# Work task 1:
Copy out the KmerCoverage documentation starting at "Basic Usage" and ending at "reads to analyze.", swapping "depth" for "coverage".
# Work task 2:
Carry on the KmerCoverage documentation from the point where it stops.

# Text excerpt:
──────────────────────────────

KmerCoverage

⚠️ DEPRECATED TOOL

This tool is deprecated and no longer maintained. It should still work but may not receive updates or bug fixes. Consider using alternative tools for kmer analysis.

Basic Usage

kmercoverage.sh in=<input> out=<read output> hist=<histogram output>

Processes reads to determine the depth (frequency) of each kmer within the reads. Can output annotated reads and/or generate depth histograms for analysis.

Parameters

Parameters are organized by their function in the kmer coverage analysis process.

Input Parameters

in=file: Primary input file containing reads to analyze.
in2=null: Second input file for paired reads.
extra=null: Additional files to use for input (generating hash table) but not for output. Can be a comma-separated list.
fastareadlen=2^31: Break up FASTA reads longer than this. Can be useful when processing scaffolded genomes.
tablereads=-1: Use at most this many reads when building the hashtable (-1 means all).
kmersample=1: Process every nth kmer, and skip the rest. Reduces memory usage and processing time.

──────────────────────────────

(Phrase grounding data)
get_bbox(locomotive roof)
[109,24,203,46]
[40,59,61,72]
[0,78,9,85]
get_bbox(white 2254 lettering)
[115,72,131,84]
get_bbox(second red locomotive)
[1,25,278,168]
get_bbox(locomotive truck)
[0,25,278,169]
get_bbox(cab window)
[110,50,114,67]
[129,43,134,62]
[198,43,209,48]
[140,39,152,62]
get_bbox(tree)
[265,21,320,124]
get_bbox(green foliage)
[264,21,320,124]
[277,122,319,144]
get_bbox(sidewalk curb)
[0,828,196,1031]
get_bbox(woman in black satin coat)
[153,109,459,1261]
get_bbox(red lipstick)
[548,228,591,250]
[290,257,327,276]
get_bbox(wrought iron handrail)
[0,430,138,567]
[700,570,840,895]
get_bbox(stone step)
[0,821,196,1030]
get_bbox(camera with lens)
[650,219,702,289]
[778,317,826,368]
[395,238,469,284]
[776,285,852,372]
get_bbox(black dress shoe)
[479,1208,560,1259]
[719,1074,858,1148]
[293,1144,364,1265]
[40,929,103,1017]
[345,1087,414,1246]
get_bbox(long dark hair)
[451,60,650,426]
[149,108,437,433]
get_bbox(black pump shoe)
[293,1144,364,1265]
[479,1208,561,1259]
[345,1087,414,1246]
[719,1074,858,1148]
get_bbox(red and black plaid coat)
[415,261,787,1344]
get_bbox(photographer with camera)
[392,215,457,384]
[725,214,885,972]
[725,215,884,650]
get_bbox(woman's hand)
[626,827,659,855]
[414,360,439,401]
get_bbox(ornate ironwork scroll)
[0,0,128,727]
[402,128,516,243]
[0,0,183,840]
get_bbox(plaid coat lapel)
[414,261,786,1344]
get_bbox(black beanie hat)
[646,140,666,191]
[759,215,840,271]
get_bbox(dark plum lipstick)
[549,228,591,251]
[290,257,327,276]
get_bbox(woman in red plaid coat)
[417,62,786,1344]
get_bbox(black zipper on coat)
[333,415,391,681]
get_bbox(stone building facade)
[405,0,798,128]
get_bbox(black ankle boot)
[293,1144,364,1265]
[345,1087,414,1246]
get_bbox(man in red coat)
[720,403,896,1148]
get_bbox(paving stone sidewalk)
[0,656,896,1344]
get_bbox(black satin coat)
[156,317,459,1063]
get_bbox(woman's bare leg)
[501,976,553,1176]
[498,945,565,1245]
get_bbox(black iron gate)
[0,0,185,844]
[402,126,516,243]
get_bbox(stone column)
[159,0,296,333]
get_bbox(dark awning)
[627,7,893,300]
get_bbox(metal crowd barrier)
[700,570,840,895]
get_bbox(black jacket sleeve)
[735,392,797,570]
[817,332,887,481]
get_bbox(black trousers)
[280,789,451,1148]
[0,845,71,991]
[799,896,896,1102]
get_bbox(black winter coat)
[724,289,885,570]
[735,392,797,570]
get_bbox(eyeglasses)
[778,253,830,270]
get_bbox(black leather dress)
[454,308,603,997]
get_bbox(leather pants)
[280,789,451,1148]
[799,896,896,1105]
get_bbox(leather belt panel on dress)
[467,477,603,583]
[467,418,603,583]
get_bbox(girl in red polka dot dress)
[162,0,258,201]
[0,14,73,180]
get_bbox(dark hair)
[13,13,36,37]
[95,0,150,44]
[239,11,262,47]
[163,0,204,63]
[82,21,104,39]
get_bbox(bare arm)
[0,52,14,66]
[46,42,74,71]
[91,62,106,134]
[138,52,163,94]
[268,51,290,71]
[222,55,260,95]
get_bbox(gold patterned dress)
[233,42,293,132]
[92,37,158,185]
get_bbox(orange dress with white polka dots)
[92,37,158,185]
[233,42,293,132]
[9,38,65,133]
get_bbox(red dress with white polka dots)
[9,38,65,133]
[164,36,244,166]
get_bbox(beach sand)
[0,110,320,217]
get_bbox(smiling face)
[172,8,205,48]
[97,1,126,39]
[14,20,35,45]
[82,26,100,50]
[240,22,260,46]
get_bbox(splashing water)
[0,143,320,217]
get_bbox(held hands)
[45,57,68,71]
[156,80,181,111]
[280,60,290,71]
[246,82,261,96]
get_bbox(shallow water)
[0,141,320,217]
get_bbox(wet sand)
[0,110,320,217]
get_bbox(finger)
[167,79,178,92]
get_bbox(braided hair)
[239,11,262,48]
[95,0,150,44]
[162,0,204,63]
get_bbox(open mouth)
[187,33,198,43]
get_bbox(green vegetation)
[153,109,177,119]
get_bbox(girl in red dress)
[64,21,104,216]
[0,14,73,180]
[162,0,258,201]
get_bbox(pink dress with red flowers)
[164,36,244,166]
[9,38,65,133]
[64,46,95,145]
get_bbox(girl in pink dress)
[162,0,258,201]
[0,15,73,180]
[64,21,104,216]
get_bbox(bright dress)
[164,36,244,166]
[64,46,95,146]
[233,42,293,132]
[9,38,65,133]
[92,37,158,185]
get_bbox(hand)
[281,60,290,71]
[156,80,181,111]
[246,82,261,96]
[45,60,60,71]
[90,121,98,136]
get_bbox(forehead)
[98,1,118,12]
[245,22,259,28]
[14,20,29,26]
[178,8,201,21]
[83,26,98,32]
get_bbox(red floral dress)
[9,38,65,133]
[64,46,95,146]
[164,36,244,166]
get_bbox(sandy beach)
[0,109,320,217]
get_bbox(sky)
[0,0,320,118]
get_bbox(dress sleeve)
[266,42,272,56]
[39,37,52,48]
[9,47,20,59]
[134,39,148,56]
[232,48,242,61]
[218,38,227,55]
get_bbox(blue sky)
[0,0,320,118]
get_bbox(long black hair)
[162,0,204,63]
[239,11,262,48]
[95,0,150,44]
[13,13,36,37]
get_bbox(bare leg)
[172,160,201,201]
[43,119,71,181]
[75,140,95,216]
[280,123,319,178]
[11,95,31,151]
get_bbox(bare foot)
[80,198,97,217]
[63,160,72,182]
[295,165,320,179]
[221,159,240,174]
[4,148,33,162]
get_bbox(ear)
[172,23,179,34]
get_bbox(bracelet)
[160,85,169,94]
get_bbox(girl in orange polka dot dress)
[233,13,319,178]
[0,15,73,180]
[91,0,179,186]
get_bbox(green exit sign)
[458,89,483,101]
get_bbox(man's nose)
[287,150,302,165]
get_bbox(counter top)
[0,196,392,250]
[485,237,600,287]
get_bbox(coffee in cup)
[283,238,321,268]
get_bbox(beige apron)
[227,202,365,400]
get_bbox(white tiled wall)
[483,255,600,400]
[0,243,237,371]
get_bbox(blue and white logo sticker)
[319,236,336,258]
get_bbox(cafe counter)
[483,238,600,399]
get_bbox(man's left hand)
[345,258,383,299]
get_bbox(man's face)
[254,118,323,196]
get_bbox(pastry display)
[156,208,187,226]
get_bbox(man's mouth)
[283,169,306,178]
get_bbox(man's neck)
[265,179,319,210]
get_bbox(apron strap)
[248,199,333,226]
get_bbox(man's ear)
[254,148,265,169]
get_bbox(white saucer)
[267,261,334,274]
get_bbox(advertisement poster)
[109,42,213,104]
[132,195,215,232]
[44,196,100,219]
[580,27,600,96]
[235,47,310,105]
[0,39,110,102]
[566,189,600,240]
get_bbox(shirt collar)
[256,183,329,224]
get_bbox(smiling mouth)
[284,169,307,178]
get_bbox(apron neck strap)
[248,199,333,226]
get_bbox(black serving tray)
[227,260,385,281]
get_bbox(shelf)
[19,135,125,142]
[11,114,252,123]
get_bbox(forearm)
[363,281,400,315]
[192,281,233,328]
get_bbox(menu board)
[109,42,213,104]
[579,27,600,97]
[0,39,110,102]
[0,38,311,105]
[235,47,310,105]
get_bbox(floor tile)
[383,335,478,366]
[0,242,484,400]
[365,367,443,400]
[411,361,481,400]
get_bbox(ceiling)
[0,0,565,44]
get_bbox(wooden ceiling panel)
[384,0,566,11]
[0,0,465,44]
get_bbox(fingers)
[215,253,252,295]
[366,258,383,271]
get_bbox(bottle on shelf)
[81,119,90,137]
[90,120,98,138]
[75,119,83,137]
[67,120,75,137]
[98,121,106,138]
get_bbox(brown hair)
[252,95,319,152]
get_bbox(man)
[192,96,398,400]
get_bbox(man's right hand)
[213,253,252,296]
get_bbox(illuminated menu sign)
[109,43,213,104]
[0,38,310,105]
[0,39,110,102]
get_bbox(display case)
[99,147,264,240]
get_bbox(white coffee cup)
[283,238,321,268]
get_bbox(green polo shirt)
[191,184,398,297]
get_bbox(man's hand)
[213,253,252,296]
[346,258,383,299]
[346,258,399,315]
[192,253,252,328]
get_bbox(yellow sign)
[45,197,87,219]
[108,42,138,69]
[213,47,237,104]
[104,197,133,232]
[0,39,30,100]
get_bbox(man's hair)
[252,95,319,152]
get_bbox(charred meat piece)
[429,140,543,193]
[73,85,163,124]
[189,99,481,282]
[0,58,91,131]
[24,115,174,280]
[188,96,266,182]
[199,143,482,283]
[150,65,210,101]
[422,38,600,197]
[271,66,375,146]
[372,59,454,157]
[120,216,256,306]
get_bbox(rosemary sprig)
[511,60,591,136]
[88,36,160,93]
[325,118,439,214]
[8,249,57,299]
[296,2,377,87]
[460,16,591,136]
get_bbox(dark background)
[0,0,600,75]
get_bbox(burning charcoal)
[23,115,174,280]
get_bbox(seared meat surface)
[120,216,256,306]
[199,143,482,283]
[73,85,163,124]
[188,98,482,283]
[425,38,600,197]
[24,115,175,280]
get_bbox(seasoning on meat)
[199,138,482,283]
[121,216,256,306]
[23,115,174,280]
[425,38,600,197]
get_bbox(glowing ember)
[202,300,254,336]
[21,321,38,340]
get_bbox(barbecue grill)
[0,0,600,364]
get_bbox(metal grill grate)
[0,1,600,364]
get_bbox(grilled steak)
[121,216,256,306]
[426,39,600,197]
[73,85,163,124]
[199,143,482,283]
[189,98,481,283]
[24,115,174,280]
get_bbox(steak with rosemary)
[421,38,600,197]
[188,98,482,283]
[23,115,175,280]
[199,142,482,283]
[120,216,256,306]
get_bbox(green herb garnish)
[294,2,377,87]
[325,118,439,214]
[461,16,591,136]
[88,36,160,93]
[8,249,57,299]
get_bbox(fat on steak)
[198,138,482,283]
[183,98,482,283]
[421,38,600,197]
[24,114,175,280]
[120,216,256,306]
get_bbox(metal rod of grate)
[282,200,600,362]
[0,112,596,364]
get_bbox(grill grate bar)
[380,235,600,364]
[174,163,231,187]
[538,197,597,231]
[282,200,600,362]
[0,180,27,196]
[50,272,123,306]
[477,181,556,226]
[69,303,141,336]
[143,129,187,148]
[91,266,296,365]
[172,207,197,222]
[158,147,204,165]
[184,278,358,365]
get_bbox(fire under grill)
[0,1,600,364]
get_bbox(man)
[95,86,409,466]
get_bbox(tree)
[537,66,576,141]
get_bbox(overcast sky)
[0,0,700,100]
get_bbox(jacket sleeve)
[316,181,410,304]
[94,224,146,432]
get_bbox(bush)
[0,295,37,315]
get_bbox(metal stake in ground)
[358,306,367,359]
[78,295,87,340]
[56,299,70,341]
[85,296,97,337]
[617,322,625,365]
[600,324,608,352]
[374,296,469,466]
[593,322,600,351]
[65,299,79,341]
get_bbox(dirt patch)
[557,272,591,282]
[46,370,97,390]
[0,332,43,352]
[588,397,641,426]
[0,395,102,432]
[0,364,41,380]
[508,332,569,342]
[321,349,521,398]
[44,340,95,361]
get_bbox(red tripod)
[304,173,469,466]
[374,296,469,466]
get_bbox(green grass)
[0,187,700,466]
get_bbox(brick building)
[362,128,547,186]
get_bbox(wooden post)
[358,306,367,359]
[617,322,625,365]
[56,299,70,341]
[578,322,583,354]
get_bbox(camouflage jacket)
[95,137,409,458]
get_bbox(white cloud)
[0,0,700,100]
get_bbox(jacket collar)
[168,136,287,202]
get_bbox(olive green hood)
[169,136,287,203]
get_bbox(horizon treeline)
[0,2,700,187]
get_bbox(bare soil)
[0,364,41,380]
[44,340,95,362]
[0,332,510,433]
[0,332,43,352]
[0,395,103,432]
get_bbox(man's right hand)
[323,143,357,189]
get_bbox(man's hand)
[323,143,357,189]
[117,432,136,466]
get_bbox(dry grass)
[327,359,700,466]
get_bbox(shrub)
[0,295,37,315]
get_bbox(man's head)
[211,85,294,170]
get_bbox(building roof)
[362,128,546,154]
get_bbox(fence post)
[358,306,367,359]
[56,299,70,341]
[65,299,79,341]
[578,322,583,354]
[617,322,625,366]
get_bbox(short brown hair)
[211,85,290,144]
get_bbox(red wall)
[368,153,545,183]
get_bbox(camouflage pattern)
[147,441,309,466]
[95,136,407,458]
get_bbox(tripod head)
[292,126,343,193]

──────────────────────────────

# Written reply 1:
Basic Usage

kmercoverage.sh in=<input> out=<read output> hist=<histogram output>

Processes reads to determine the coverage (frequency) of each kmer within the reads. Can output annotated reads and/or generate coverage histograms for analysis.

Parameters

Parameters are organized by their function in the kmer coverage analysis process.

Input Parameters

in=file: Primary input file containing reads to analyze.

# Written reply 2:
readsample=1: Process every nth read, and skip the rest. Reduces memory usage and processing time.

Output Parameters

out=file: Output file for processed reads with coverage annotations.
hist=null: Specify a file to output the depth histogram showing kmer frequency distribution.
histlen=10000: Max depth displayed on histogram. Values beyond this are binned together.
reads=-1: Only process this number of reads, then quit (-1 means all).
sampleoutput=t: Use sampling on output as well as input (not used if sample rates are 1).
printcoverage=f: Only print coverage information instead of reads. Outputs coverage data only.
useheader=f: Append coverage info to the read's header instead of as separate attachment.
minmedian=0: Don't output reads with median coverage below this threshold.
minaverage=0: Don't output reads with average coverage below this threshold.
zerobin=f: Set to true if you want kmers with a count of 0 to go in the 0 bin instead of the 1 bin in histograms. Default is false, to prevent confusion about how there can be 0-count kmers. The reason is that based on the 'minq' and 'minprob' settings, some kmers may be excluded from the bloom filter.

Hashing Parameters

k=31: Kmer length (values under 32 are most efficient, but arbitrarily high values are supported). Longer kmers are more specific but require more memory.
cbits=8: Bits per cell in bloom filter; must be 2, 4, 8, 16, or 32. Maximum kmer depth recorded is 2^cbits. Large values decrease accuracy for a fixed amount of memory.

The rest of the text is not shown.